(Data listing)
-- Begin --

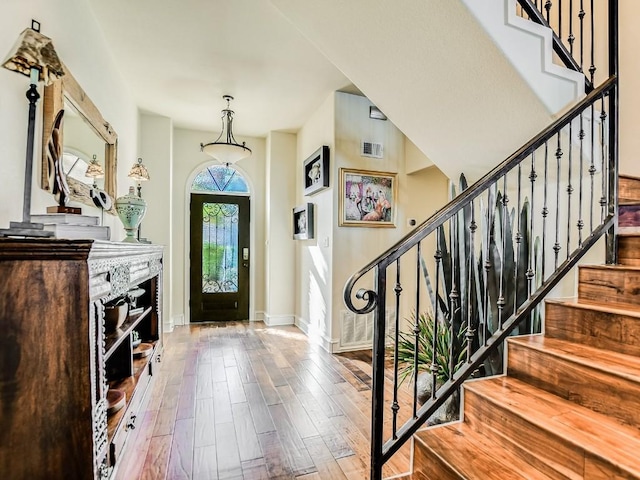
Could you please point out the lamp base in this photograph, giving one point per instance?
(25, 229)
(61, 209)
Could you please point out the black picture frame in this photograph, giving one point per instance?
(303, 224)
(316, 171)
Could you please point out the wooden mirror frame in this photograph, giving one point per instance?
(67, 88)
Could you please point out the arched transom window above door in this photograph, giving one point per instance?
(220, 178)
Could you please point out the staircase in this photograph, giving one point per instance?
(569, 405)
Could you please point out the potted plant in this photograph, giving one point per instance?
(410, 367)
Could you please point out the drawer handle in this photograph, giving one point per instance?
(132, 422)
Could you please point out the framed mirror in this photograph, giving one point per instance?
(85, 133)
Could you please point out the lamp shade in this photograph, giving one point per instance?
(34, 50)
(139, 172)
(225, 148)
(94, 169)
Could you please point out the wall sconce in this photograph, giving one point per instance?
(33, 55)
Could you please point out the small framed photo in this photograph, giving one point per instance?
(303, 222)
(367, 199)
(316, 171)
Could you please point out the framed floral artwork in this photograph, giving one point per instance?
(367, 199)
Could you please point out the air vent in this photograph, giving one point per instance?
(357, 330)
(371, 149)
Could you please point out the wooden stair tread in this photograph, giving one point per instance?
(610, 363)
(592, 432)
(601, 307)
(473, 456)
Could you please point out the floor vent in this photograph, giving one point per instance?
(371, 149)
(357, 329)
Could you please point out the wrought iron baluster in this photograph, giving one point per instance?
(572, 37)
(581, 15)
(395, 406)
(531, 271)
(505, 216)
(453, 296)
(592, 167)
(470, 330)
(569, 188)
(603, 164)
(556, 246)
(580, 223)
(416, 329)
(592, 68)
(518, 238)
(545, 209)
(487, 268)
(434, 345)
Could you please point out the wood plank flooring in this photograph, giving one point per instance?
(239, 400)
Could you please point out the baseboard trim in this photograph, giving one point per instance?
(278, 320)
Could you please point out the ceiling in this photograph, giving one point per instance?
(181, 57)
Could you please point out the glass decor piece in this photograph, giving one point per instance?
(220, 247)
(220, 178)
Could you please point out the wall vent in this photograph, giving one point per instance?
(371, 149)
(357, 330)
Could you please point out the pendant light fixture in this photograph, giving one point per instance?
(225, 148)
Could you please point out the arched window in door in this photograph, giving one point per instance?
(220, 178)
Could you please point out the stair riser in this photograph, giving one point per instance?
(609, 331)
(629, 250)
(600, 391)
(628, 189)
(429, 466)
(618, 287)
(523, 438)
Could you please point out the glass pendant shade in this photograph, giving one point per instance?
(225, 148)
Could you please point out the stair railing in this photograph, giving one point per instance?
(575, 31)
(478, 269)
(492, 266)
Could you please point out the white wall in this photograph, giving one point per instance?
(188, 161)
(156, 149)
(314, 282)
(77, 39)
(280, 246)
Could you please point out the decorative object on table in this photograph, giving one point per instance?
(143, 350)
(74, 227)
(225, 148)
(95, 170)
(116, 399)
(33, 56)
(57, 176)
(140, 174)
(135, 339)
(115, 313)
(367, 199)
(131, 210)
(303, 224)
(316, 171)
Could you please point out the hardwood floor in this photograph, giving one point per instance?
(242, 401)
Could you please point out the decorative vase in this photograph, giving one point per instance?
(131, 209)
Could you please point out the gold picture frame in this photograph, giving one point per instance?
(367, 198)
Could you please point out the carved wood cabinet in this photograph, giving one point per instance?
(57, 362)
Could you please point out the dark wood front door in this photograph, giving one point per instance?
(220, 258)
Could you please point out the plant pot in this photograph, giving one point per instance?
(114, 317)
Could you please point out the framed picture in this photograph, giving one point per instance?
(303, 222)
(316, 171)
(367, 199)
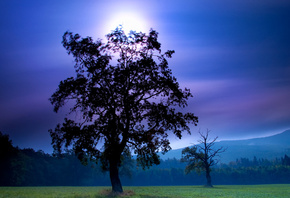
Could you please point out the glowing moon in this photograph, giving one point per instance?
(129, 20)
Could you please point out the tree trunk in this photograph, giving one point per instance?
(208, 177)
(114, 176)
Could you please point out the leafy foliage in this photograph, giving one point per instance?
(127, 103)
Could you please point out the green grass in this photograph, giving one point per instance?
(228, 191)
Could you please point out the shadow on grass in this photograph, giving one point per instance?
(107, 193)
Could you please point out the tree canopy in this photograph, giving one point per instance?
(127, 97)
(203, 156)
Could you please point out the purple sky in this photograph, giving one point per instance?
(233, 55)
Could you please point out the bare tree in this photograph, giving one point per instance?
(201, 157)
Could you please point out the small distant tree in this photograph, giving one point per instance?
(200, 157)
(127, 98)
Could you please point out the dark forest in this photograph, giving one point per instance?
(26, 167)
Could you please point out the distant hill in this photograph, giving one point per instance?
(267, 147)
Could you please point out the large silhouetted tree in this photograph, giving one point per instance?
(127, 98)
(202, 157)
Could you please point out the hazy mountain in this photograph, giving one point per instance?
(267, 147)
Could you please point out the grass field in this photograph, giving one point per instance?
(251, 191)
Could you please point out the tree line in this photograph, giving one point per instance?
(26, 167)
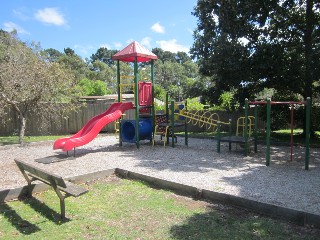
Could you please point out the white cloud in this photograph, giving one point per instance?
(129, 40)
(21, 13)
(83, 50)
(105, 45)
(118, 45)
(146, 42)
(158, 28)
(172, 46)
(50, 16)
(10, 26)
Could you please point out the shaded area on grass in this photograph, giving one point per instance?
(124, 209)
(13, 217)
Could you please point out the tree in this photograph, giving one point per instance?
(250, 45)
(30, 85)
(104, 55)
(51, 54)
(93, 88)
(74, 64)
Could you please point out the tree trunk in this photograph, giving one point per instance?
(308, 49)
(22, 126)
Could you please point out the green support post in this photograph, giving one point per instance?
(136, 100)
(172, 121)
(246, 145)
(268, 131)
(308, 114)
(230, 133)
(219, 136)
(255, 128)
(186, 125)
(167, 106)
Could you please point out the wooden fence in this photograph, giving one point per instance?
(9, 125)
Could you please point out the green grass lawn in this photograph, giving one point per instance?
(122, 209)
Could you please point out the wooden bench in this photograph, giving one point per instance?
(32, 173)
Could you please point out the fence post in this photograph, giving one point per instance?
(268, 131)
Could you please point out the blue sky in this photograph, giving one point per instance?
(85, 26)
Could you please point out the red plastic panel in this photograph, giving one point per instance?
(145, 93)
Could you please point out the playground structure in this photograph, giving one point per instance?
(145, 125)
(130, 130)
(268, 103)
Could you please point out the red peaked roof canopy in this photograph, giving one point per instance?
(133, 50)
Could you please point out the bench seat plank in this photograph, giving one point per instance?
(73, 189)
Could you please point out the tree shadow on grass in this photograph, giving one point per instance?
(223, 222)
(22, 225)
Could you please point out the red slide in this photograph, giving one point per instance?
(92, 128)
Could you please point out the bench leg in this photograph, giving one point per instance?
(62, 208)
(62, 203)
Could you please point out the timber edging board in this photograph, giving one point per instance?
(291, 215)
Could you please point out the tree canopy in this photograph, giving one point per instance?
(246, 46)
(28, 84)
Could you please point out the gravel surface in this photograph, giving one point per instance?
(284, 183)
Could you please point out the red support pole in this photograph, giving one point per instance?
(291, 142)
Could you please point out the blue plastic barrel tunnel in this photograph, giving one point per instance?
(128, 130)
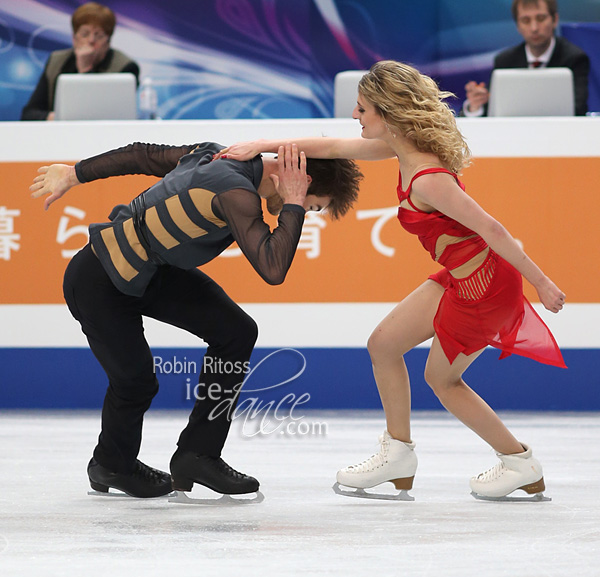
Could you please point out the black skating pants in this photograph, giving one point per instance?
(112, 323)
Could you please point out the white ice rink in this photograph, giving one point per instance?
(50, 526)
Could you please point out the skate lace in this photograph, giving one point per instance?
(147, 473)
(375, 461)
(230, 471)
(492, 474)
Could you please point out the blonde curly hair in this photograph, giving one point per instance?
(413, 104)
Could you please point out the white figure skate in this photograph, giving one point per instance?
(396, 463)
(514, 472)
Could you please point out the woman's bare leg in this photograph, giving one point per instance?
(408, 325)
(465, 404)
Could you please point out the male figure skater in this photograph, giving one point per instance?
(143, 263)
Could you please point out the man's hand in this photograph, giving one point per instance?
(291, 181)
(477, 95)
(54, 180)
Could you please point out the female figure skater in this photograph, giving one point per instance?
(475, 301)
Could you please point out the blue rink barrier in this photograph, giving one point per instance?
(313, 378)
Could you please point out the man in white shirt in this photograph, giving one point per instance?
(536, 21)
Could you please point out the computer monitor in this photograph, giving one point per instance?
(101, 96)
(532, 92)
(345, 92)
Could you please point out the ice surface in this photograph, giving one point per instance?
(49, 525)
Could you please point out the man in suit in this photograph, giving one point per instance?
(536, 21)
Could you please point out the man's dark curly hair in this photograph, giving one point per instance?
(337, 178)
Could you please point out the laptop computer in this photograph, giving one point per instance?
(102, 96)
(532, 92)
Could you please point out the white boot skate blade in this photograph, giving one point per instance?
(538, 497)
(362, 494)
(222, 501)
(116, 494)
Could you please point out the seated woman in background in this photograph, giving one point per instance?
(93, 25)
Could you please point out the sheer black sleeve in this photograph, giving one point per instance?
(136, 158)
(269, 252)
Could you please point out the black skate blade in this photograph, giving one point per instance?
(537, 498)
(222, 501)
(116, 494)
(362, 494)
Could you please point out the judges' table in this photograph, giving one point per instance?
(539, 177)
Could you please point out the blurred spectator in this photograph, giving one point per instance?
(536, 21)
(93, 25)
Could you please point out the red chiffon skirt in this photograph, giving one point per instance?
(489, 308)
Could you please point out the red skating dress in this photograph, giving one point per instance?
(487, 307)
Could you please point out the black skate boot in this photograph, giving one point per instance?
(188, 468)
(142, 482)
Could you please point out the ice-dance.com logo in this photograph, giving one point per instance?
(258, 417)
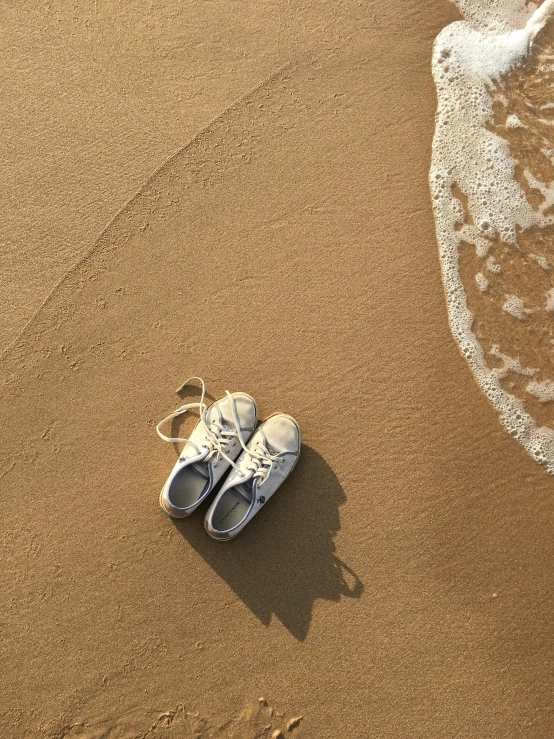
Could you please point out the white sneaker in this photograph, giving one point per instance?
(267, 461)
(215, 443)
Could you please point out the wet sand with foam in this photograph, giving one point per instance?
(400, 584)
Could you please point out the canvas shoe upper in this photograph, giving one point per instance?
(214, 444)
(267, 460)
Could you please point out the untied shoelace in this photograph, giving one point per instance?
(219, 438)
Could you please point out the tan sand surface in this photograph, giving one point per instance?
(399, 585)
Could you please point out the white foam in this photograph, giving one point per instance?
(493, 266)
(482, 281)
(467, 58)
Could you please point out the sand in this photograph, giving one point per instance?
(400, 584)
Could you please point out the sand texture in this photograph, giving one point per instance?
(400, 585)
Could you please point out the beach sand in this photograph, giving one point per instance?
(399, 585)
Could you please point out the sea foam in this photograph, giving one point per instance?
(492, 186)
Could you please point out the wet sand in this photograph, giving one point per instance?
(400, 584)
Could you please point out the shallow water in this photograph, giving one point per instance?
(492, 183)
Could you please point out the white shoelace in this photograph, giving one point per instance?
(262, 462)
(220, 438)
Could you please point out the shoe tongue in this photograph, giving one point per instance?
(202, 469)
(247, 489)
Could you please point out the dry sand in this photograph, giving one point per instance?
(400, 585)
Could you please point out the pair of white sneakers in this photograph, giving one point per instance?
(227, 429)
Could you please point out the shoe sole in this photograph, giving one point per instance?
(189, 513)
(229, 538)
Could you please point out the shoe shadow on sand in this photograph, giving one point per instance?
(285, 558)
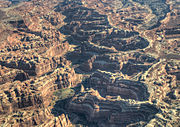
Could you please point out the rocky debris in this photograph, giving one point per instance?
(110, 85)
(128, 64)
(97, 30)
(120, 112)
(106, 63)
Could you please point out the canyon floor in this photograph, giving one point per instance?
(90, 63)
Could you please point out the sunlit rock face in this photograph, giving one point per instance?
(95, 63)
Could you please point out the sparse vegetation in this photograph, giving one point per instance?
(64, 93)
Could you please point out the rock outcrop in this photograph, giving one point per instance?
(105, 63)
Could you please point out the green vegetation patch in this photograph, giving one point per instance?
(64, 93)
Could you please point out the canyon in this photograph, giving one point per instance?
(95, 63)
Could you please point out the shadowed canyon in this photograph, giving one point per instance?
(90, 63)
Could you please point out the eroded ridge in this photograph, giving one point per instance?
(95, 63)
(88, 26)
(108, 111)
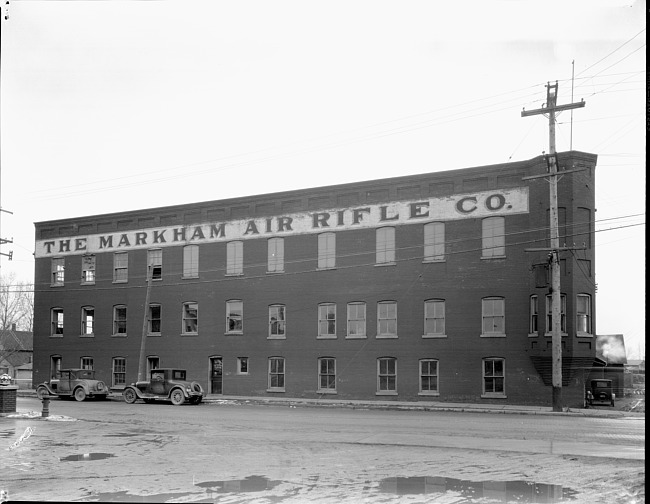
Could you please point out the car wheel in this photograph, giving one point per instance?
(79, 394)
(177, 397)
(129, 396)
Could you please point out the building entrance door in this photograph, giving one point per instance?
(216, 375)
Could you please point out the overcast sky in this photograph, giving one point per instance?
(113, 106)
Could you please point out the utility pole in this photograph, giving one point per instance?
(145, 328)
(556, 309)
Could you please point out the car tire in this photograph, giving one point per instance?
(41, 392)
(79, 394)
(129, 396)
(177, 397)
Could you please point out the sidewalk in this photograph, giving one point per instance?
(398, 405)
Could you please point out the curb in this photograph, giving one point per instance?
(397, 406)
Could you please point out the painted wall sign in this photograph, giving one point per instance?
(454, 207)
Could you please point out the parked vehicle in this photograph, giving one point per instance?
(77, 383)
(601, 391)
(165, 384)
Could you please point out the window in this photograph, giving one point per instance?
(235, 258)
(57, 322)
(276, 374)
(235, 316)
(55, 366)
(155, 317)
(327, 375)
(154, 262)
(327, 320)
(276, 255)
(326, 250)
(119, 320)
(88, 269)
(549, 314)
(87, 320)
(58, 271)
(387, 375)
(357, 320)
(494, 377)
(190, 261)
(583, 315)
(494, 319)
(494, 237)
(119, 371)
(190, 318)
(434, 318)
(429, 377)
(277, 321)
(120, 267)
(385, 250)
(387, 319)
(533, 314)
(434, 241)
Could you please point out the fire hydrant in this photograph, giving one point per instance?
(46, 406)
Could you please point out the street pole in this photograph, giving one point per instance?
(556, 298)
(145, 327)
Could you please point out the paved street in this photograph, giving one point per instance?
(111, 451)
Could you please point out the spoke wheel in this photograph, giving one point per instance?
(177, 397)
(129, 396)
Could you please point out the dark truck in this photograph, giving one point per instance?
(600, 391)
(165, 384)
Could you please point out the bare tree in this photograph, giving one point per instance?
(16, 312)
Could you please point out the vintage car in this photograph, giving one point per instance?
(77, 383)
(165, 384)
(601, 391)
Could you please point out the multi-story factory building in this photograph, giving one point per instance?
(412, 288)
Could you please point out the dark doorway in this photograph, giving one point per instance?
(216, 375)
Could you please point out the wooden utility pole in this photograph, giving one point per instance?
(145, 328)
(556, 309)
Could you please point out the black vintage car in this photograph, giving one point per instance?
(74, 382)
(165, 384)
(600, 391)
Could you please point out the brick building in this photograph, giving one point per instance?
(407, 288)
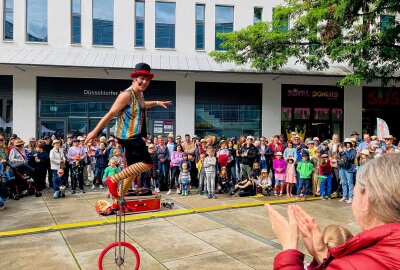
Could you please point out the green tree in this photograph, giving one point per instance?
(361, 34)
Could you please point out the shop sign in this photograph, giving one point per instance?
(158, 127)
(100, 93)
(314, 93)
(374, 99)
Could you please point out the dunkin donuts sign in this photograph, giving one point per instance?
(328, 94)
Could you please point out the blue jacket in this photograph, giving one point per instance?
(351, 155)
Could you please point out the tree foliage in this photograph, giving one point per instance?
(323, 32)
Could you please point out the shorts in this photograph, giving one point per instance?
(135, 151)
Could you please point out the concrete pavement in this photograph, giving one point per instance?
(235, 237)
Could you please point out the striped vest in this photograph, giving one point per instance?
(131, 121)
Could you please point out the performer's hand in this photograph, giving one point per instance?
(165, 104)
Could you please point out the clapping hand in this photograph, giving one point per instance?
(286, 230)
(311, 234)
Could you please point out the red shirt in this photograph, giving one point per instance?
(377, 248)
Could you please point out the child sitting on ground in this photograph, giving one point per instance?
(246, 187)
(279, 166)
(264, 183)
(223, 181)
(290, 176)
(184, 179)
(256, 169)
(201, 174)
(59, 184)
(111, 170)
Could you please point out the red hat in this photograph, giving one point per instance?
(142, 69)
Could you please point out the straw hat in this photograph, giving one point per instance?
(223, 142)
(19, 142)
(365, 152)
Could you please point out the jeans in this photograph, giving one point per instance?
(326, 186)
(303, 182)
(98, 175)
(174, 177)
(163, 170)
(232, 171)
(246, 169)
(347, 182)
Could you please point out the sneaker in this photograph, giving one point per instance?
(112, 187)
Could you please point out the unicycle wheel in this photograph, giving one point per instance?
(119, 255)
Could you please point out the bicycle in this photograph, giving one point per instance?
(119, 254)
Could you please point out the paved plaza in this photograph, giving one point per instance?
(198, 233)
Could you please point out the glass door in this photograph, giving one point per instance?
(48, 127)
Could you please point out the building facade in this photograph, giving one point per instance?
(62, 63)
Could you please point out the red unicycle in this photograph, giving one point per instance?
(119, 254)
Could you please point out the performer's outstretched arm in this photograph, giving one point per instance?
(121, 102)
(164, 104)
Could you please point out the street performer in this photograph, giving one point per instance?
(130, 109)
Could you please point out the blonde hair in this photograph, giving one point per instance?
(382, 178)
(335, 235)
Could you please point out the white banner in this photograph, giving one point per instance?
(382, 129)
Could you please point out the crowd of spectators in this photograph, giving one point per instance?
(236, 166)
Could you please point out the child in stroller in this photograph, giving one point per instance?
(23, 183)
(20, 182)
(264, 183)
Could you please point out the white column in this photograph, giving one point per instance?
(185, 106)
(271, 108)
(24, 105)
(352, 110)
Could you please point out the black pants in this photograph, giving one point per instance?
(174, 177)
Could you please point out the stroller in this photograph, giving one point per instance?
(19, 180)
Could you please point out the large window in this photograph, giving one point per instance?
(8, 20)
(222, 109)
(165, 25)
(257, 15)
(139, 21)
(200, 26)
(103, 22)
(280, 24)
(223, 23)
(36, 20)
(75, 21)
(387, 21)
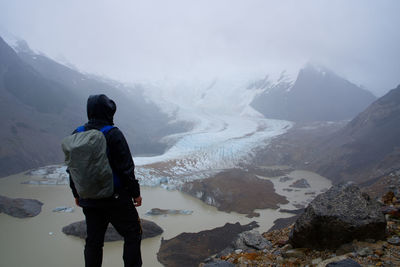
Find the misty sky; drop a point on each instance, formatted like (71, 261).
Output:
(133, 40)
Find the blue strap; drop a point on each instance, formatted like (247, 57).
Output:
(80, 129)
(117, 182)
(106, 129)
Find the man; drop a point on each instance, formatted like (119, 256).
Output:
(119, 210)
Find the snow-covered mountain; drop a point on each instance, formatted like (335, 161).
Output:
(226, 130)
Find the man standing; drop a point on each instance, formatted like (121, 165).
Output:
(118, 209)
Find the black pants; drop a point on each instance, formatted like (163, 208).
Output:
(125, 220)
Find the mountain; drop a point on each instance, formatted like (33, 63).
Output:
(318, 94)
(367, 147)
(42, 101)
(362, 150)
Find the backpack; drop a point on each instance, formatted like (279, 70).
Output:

-- End --

Exercise aim >>
Can you transcribe word for word the stretch of the data listing above, from the line containing "Find the man standing;" through the last line of the listing?

Task result >>
Find the man standing; drop a point on each instance, formatted like (121, 165).
Output:
(118, 209)
Find the black pants; drop a point on each instance, formatted like (163, 208).
Output:
(125, 220)
Find the mountain; drop a point on each instance, formatted like (33, 63).
Output:
(318, 94)
(367, 147)
(42, 101)
(362, 150)
Find the backpack; drop a point on each instance, formatted like (279, 70).
Output:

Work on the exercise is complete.